(Working data begins)
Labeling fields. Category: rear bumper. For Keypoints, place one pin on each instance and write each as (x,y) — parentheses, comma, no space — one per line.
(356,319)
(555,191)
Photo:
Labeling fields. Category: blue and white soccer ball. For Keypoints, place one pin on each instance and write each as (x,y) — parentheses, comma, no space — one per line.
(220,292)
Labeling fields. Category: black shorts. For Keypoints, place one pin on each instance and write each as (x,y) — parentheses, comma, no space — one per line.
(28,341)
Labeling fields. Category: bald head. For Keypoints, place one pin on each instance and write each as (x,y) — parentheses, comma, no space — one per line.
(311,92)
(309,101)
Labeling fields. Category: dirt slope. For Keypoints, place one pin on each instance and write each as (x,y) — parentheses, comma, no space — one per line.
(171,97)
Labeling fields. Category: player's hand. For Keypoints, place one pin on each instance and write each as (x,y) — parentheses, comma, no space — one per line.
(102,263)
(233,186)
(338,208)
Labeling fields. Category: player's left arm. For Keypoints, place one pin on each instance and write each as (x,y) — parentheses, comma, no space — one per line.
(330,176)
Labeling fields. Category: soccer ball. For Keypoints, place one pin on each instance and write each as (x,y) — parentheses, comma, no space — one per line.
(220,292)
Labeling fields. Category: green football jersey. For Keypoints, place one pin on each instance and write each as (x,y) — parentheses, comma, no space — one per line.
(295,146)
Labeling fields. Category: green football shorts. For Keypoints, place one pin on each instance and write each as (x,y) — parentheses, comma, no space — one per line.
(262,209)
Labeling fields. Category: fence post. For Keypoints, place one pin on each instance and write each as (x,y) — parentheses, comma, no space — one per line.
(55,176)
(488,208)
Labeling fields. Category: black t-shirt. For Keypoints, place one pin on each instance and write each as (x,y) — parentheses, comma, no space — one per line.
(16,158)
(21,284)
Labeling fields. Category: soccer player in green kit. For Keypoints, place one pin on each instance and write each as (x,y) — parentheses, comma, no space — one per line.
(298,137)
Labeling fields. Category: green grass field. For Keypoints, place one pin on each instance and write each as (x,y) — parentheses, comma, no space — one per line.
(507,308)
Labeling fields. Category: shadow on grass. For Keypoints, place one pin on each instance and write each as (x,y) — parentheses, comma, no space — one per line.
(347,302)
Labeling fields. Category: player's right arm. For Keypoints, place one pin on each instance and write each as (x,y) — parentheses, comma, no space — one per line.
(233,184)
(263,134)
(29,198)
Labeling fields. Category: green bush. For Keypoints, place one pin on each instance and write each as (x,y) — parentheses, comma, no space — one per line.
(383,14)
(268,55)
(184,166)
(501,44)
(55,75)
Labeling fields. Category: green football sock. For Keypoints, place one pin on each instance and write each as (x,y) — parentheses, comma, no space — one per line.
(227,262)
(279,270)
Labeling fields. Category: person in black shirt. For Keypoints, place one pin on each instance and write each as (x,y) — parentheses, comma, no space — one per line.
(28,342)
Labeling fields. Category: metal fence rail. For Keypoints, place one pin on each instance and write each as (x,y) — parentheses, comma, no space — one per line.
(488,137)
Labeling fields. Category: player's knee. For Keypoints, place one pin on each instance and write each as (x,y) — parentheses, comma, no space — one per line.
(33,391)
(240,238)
(Working data ends)
## [Exercise description]
Print each line, exactly as written, from the one that contains "Labeling fields. Category: metal" to the end of the data above, with both end lines included and nothing else.

## [Finished exercise]
Labeling fields. Category: metal fence rail. For Keypoints, place one pin on each instance and write each as (x,y) — parentheses, comma, no space — one per line.
(488,137)
Labeling fields. Category: player's knee. For Keypoints, place one pin on each instance and write each as (x,y) — parentheses, comma, no space — one per line.
(33,391)
(240,238)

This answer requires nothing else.